__Required work__
For each line below that contains the word "Task", make a copy.

Records shown START

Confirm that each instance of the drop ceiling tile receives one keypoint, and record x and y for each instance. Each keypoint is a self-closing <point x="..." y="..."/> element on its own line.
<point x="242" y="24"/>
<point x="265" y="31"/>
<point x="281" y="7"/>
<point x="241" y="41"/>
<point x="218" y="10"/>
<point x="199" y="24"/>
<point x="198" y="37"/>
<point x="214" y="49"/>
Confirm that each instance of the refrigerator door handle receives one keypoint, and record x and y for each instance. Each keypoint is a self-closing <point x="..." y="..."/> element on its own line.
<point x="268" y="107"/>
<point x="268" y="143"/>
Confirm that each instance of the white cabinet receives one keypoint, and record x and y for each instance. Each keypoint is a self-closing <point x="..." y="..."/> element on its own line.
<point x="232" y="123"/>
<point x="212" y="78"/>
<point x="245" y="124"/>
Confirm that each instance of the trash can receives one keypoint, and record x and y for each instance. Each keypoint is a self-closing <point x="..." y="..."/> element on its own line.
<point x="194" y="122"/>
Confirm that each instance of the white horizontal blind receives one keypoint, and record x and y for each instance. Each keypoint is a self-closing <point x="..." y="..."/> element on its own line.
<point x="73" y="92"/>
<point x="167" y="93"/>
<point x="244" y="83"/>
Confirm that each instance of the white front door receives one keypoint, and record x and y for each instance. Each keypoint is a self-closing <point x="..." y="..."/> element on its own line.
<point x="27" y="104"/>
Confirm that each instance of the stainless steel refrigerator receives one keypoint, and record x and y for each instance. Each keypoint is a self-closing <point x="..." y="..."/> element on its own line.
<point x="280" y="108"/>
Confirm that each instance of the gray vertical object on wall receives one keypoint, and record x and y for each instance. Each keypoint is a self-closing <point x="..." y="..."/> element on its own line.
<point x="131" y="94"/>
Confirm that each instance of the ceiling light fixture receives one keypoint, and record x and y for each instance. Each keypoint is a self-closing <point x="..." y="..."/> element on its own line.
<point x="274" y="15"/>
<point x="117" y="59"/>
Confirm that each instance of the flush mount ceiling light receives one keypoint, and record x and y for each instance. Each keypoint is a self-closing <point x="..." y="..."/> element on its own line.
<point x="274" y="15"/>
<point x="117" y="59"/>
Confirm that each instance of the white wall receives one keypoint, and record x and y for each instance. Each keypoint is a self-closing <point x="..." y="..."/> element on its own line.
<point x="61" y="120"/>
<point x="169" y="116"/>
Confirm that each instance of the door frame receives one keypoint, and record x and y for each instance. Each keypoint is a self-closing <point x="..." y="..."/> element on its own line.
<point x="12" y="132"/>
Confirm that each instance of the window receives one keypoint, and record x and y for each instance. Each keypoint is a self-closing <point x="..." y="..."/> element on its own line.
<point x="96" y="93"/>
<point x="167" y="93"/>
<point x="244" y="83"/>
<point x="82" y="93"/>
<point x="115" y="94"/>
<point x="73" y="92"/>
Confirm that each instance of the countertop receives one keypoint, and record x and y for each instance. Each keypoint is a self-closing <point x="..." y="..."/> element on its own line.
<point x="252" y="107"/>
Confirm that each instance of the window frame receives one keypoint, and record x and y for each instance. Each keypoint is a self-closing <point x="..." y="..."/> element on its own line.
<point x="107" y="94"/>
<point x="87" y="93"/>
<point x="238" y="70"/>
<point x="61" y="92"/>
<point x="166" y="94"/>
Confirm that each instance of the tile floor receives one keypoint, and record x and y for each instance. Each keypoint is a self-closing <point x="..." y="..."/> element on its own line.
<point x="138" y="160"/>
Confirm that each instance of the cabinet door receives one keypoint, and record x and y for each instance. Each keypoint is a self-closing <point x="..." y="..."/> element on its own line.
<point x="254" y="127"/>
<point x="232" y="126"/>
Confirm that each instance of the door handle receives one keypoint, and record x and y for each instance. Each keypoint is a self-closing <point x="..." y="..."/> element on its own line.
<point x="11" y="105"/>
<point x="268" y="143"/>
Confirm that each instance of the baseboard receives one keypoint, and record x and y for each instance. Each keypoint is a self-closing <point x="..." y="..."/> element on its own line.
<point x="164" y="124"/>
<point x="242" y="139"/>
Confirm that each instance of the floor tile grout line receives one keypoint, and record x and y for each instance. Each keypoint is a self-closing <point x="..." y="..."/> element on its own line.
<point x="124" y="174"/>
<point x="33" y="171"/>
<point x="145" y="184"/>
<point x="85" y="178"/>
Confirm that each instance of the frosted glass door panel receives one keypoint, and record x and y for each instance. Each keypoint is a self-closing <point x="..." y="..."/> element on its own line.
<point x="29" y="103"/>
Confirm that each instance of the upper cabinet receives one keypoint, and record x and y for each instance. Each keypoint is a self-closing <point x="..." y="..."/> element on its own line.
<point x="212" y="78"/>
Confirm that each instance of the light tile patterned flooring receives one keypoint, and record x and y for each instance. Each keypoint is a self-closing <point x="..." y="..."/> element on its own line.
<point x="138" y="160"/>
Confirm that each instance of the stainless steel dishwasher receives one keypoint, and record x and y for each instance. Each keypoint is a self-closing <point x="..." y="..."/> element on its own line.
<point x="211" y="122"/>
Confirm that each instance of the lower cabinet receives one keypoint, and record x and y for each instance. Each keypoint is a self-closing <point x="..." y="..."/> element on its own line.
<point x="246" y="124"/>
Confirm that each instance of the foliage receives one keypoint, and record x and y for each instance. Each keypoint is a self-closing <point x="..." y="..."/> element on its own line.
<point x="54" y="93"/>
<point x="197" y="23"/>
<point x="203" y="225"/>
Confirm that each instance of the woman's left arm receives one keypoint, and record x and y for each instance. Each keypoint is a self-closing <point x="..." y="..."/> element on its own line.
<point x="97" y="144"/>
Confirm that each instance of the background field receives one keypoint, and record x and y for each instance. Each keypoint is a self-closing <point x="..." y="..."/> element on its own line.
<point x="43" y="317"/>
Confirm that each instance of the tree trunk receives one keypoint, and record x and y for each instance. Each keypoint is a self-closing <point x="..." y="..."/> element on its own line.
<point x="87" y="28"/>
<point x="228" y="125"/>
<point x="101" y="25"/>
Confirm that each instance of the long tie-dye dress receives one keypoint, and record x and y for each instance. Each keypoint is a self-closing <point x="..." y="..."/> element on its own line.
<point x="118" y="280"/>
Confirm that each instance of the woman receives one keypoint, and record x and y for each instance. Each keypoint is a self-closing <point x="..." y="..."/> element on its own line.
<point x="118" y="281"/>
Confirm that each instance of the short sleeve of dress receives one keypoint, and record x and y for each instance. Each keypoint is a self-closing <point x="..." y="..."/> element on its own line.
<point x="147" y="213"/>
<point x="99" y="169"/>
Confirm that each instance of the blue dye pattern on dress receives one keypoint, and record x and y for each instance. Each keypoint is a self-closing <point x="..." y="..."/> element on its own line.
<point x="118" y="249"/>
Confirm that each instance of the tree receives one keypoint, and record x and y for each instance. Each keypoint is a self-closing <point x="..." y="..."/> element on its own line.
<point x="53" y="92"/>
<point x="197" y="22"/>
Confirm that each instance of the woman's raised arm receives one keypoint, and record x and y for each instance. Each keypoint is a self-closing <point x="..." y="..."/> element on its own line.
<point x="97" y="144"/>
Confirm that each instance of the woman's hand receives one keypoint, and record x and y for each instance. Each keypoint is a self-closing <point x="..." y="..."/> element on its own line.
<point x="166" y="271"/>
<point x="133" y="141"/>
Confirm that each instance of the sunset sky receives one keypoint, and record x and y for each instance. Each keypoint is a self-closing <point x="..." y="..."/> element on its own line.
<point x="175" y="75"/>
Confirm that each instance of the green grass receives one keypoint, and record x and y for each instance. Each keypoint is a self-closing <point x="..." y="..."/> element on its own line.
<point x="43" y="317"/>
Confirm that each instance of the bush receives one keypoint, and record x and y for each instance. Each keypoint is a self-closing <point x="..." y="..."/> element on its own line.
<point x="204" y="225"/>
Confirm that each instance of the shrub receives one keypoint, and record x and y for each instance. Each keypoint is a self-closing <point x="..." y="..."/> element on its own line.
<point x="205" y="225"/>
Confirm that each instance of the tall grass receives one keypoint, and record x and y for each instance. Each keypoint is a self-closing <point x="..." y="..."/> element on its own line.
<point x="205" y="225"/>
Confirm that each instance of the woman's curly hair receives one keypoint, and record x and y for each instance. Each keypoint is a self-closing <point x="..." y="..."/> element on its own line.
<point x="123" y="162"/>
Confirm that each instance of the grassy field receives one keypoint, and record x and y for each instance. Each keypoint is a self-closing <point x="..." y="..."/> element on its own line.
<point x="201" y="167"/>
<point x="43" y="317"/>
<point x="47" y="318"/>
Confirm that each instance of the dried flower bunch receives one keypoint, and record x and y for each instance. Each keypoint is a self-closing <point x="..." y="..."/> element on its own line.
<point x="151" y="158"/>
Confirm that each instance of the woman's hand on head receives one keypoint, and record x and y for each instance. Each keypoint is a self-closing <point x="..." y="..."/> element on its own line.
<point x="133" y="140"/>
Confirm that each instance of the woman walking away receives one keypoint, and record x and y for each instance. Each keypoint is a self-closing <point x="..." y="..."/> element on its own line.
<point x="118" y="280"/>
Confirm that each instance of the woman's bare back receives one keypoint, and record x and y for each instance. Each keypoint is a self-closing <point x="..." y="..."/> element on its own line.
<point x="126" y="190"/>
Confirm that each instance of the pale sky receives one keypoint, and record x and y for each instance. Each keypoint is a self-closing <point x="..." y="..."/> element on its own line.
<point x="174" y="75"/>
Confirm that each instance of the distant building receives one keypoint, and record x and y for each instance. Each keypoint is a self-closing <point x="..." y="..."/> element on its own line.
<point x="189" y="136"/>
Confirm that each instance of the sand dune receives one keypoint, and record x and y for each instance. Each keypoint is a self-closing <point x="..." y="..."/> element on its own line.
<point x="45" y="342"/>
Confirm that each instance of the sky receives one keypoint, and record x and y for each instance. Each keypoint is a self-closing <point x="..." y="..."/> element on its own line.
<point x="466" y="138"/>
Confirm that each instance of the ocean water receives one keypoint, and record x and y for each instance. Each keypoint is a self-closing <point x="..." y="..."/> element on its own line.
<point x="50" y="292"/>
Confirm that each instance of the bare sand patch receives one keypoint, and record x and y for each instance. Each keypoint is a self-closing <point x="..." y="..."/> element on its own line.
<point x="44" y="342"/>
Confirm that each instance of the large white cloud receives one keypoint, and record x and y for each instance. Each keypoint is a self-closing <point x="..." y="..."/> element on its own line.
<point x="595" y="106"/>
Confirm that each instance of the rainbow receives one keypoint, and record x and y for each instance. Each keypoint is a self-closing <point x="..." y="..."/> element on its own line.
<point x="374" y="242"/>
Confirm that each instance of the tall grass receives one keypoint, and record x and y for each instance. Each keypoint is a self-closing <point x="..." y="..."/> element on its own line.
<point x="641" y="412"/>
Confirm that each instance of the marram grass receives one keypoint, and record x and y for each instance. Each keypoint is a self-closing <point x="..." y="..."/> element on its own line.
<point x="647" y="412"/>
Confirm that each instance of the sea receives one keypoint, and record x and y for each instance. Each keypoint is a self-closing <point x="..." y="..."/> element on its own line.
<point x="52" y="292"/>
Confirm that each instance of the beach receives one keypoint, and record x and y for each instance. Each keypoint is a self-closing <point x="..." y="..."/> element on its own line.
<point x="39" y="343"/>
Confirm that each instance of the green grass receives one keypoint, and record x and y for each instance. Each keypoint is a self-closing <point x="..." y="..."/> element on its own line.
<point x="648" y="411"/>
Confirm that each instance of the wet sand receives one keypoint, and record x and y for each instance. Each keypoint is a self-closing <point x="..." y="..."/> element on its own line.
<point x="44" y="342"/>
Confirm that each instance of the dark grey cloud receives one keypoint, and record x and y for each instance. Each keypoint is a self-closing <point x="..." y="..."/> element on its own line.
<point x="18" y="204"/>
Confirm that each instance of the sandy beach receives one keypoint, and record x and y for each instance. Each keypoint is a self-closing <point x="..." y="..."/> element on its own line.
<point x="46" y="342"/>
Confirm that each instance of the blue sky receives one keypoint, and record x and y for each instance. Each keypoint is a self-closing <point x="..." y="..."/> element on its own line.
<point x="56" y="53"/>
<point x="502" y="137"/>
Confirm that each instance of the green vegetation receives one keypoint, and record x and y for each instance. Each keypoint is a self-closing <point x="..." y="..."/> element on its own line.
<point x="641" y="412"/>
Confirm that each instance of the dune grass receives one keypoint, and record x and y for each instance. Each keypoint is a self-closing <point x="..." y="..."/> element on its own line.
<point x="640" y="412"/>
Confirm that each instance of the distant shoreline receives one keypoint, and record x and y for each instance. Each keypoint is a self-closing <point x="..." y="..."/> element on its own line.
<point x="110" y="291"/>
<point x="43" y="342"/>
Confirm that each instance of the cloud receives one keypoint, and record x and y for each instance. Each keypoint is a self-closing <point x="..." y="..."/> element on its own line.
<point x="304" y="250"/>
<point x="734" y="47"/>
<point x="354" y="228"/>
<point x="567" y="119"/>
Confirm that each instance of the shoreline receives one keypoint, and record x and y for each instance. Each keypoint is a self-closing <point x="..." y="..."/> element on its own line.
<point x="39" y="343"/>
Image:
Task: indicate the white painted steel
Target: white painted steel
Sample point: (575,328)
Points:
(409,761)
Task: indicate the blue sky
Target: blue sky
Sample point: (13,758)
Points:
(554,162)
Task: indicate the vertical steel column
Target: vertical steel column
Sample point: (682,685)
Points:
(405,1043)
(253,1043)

Records shown END

__Answer space__
Task: indicate the white painted steel
Task: indicate the blue sky
Task: indicate the vertical steel column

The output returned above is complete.